## WHAT YOU WILL DO
Every line below from the one containing "Target: man's outstretched hand" through the one containing "Target: man in background" must be transcribed exactly. Omit all lines outside that stretch.

Items from a dataset
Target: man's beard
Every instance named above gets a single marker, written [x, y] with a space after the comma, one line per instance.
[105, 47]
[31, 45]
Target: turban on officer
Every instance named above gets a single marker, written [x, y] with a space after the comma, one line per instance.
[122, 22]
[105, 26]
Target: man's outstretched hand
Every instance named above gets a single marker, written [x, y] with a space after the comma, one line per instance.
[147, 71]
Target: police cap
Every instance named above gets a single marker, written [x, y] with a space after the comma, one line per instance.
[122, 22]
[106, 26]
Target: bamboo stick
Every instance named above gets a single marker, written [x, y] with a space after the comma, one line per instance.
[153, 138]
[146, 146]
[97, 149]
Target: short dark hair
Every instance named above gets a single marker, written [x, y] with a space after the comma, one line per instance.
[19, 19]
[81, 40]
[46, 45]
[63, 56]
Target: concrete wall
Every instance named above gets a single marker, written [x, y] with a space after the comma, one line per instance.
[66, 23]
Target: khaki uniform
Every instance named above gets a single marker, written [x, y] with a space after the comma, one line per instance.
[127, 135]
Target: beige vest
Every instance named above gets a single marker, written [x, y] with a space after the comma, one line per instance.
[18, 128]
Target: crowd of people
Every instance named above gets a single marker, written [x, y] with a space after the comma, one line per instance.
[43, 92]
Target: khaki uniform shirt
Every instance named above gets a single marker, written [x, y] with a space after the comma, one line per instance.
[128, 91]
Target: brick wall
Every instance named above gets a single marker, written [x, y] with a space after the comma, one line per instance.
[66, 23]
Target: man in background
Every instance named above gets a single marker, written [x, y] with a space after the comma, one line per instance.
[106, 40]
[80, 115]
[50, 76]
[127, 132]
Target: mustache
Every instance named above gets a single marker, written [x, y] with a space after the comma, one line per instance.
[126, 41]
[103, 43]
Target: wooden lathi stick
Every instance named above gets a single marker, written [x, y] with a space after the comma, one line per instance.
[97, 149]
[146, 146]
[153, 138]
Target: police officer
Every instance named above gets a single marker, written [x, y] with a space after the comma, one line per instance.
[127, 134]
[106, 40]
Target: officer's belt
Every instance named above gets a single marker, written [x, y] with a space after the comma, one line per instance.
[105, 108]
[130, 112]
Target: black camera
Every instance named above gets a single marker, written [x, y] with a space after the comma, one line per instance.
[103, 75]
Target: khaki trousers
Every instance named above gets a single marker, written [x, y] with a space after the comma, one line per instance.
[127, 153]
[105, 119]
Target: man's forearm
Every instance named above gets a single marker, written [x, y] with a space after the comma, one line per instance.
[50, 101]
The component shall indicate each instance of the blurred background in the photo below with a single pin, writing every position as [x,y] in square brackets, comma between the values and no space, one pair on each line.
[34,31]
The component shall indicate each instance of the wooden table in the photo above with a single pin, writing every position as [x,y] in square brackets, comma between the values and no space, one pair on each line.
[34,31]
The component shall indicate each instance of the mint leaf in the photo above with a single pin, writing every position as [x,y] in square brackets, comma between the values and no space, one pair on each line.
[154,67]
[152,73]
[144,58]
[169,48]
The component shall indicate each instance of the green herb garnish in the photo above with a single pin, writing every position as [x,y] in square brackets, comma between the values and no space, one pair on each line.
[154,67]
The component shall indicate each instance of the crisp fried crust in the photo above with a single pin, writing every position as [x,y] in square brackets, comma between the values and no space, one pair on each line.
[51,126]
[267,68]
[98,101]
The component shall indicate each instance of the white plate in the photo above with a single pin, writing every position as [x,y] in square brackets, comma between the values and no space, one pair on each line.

## ANSWER SECTION
Target: man's outstretched hand
Every instance named above gets a single marker, written [x, y] with a space after the comma, one line per instance.
[147, 71]
Target: police cap
Every instance named above gets a single marker, written [x, y] with a space after the comma, one line per instance.
[122, 22]
[106, 26]
Target: bamboo stick
Every instance named above gets a single marker, written [x, y] with a space after the comma, one line per instance.
[153, 138]
[146, 146]
[97, 149]
Target: short dark hair
Every instance named above gets a single marker, written [x, y] with a space after the comma, one line per instance.
[19, 19]
[81, 40]
[46, 45]
[63, 56]
Target: concrete wall
Every instance named above gets a single marker, written [x, y] with a space after the comma, one line per instance.
[66, 23]
Target: khaki uniform
Every instance named above gets a single marker, written [x, y] with a space after the comma, one line per instance.
[127, 135]
Target: beige vest
Every instance named above gets a single marker, written [x, y] with a space after the comma, one line per instance.
[18, 128]
Target: crowd of people
Every instance named above gets a single marker, written [x, y] with a space after the comma, one line per instance.
[43, 92]
Target: khaki uniform shirt
Every instance named above gets a single marker, written [x, y] with a space after the comma, one line per instance.
[128, 91]
Target: brick wall
Every instance named above gets a single marker, written [x, y] with a space after the comma, one line per instance.
[66, 23]
Target: man in background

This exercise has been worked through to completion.